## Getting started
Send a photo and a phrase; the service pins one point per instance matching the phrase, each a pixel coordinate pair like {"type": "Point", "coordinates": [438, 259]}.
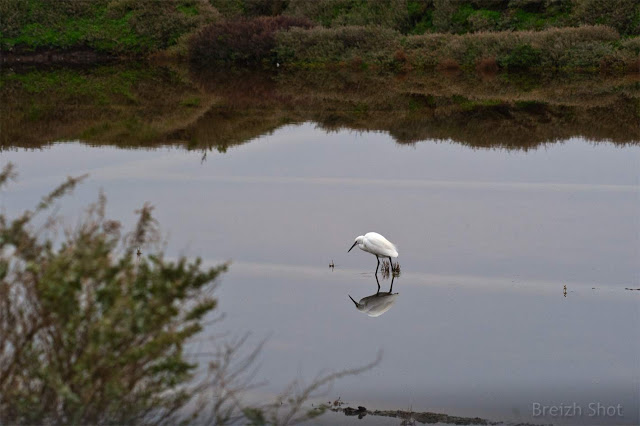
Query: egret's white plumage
{"type": "Point", "coordinates": [376, 304]}
{"type": "Point", "coordinates": [376, 244]}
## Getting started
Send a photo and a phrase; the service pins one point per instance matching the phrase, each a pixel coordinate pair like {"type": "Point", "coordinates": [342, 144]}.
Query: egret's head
{"type": "Point", "coordinates": [359, 306]}
{"type": "Point", "coordinates": [358, 241]}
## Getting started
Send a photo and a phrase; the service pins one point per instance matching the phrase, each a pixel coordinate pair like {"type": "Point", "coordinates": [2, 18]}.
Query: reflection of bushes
{"type": "Point", "coordinates": [241, 41]}
{"type": "Point", "coordinates": [153, 106]}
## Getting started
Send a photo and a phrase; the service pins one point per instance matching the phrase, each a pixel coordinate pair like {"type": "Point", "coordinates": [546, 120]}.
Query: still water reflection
{"type": "Point", "coordinates": [488, 240]}
{"type": "Point", "coordinates": [378, 303]}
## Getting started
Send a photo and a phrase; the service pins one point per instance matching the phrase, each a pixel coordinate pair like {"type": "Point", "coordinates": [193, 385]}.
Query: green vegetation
{"type": "Point", "coordinates": [91, 331]}
{"type": "Point", "coordinates": [109, 26]}
{"type": "Point", "coordinates": [353, 33]}
{"type": "Point", "coordinates": [95, 326]}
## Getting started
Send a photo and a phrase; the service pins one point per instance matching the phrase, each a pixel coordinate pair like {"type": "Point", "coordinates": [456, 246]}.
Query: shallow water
{"type": "Point", "coordinates": [488, 238]}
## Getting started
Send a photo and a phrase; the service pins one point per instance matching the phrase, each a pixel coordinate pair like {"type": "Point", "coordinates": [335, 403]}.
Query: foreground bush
{"type": "Point", "coordinates": [241, 41]}
{"type": "Point", "coordinates": [90, 331]}
{"type": "Point", "coordinates": [93, 330]}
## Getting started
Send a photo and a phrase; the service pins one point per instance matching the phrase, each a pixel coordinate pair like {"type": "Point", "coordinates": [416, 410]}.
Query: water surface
{"type": "Point", "coordinates": [488, 238]}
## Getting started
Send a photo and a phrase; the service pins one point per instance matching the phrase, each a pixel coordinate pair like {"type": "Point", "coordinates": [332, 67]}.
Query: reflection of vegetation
{"type": "Point", "coordinates": [93, 332]}
{"type": "Point", "coordinates": [133, 105]}
{"type": "Point", "coordinates": [143, 106]}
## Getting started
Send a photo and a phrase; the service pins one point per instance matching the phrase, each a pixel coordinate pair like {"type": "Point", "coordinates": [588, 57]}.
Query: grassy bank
{"type": "Point", "coordinates": [487, 35]}
{"type": "Point", "coordinates": [587, 48]}
{"type": "Point", "coordinates": [119, 27]}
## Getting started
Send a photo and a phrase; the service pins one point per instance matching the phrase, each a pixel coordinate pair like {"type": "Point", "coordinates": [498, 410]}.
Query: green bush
{"type": "Point", "coordinates": [116, 26]}
{"type": "Point", "coordinates": [241, 41]}
{"type": "Point", "coordinates": [623, 15]}
{"type": "Point", "coordinates": [334, 13]}
{"type": "Point", "coordinates": [92, 331]}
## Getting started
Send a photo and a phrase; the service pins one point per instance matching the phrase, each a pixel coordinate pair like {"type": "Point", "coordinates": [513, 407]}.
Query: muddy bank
{"type": "Point", "coordinates": [411, 418]}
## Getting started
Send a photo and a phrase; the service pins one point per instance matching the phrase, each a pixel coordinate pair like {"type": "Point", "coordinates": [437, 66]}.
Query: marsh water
{"type": "Point", "coordinates": [516, 219]}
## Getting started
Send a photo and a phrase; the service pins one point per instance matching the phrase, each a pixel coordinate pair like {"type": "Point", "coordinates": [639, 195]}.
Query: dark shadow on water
{"type": "Point", "coordinates": [379, 302]}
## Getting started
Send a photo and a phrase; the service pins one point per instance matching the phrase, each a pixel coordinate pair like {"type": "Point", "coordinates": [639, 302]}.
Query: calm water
{"type": "Point", "coordinates": [487, 240]}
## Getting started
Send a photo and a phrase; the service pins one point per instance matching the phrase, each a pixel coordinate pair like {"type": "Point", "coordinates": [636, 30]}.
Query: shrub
{"type": "Point", "coordinates": [92, 332]}
{"type": "Point", "coordinates": [241, 41]}
{"type": "Point", "coordinates": [623, 15]}
{"type": "Point", "coordinates": [132, 26]}
{"type": "Point", "coordinates": [334, 13]}
{"type": "Point", "coordinates": [523, 57]}
{"type": "Point", "coordinates": [322, 45]}
{"type": "Point", "coordinates": [550, 49]}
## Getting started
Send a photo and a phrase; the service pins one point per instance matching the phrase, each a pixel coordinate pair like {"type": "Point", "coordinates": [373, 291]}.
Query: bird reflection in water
{"type": "Point", "coordinates": [378, 303]}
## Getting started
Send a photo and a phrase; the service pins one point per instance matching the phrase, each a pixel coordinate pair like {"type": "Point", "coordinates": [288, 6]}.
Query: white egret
{"type": "Point", "coordinates": [376, 244]}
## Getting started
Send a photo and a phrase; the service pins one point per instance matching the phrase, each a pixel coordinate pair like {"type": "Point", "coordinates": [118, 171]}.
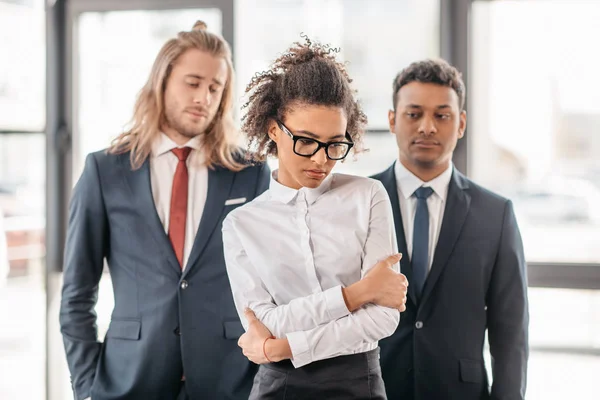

__________________________________________________

Your answer must be an exact copy of every entry, with no pictures in it.

## Getting started
Send a photo and a phrase; the service pins one point per instance matching the phrase, each a pixel coordinate pair like {"type": "Point", "coordinates": [438, 259]}.
Query: egret's white plumage
{"type": "Point", "coordinates": [376, 304]}
{"type": "Point", "coordinates": [376, 244]}
## Getting started
Send a photo and a phrase; the service pins one point per instance matching the phrase, each a pixel coordinate pair like {"type": "Point", "coordinates": [342, 144]}.
Query: egret's head
{"type": "Point", "coordinates": [359, 306]}
{"type": "Point", "coordinates": [358, 241]}
## Getting started
Send a photo and a phrase; the service pins one point per instance matching the phrase, each a pixel coordinate pair like {"type": "Point", "coordinates": [2, 18]}.
Query: reflection of bushes
{"type": "Point", "coordinates": [241, 41]}
{"type": "Point", "coordinates": [153, 106]}
## Getting started
Send a photo and a phrase; the service pins one point per instance matching the phrase, each a pixel coordinate pair like {"type": "Point", "coordinates": [546, 120]}.
Query: still water reflection
{"type": "Point", "coordinates": [488, 240]}
{"type": "Point", "coordinates": [378, 303]}
## Getting started
Send a photo and a phrase; the service pins one point per instance matching the phrase, each a pixel coordinate pair like {"type": "Point", "coordinates": [193, 385]}.
Query: green vegetation
{"type": "Point", "coordinates": [91, 331]}
{"type": "Point", "coordinates": [109, 26]}
{"type": "Point", "coordinates": [353, 33]}
{"type": "Point", "coordinates": [95, 326]}
## Getting started
Send a photo and a phrase; the service pins one point per instance matching the phrase, each a pixel coordinate pair like {"type": "Point", "coordinates": [456, 246]}.
Query: shallow water
{"type": "Point", "coordinates": [488, 238]}
## Getting started
Send a photo and a phrase; the service pins one point per instance matching the phrase, each a pixel coordinate pair like {"type": "Point", "coordinates": [335, 403]}.
Query: foreground bush
{"type": "Point", "coordinates": [241, 41]}
{"type": "Point", "coordinates": [90, 331]}
{"type": "Point", "coordinates": [93, 330]}
## Getting started
Send a photo and a phrase; the service pins one point per instance matching the phrase, each a pixel coordinate pair like {"type": "Point", "coordinates": [416, 410]}.
Query: water surface
{"type": "Point", "coordinates": [488, 238]}
## Getting started
Send a photo and a phrase; the service pins one point per instance matching the phrase, each a pixel coordinate pair like {"type": "Point", "coordinates": [332, 67]}.
Query: reflection of vegetation
{"type": "Point", "coordinates": [93, 332]}
{"type": "Point", "coordinates": [133, 105]}
{"type": "Point", "coordinates": [143, 106]}
## Getting started
Send a photo and a phrase; the service pins one point per instance matching the phrase, each a pixel coordinate pair like {"type": "Point", "coordinates": [588, 57]}.
Query: grassy bank
{"type": "Point", "coordinates": [487, 35]}
{"type": "Point", "coordinates": [587, 48]}
{"type": "Point", "coordinates": [119, 27]}
## Getting started
Send a photo and a phrase; the service pins one point per instance matching the phrase, each a pixel coordinate pair like {"type": "Point", "coordinates": [498, 410]}.
Query: green bush
{"type": "Point", "coordinates": [116, 26]}
{"type": "Point", "coordinates": [241, 41]}
{"type": "Point", "coordinates": [623, 15]}
{"type": "Point", "coordinates": [334, 13]}
{"type": "Point", "coordinates": [92, 331]}
## Getting started
Send a photo and a phrase; the service pins one point per instance matching the phrase, each a pixel coordinate pair like {"type": "Point", "coordinates": [513, 407]}.
Query: muddy bank
{"type": "Point", "coordinates": [411, 418]}
## Getting started
Send a photo and a phrase; the service pins one point per instance matching the phrase, each a pixel coordinate pair like {"type": "Point", "coordinates": [437, 66]}.
Query: marsh water
{"type": "Point", "coordinates": [516, 219]}
## Getting started
Send a photo and a phrase; the service pins one point per instance matching the phrase, each a pixel coordinate pair like {"type": "Point", "coordinates": [639, 195]}.
Query: dark shadow on water
{"type": "Point", "coordinates": [379, 302]}
## Getting started
Send a photo and a phrase; the service pins one point per instance matching the phrase, each a pixel coordinate pair like {"type": "Point", "coordinates": [639, 302]}.
Query: calm water
{"type": "Point", "coordinates": [487, 240]}
## Getting started
Send a photo and a phrase; the service pins one point per instance matching the phrase, each a pixel coordinate pair like {"type": "Point", "coordinates": [636, 30]}.
Query: shrub
{"type": "Point", "coordinates": [92, 332]}
{"type": "Point", "coordinates": [241, 41]}
{"type": "Point", "coordinates": [623, 15]}
{"type": "Point", "coordinates": [132, 26]}
{"type": "Point", "coordinates": [334, 13]}
{"type": "Point", "coordinates": [523, 57]}
{"type": "Point", "coordinates": [322, 45]}
{"type": "Point", "coordinates": [550, 49]}
## Getting started
Send a photo and a phrase; the service pins one point per instance matching the phrase, each a pixel coordinate pair like {"type": "Point", "coordinates": [373, 291]}.
Query: bird reflection in water
{"type": "Point", "coordinates": [378, 303]}
## Getting started
Send a photo and a phrase; the service pins one point per instance matching the phrase, each a pixel coordinate pair like {"type": "Point", "coordinates": [288, 6]}.
Query: white egret
{"type": "Point", "coordinates": [376, 244]}
## Getting started
Send a photo and a phrase; the service pins one point per instance matching the phrase, each a pixel coordinate pair like {"type": "Point", "coordinates": [118, 171]}.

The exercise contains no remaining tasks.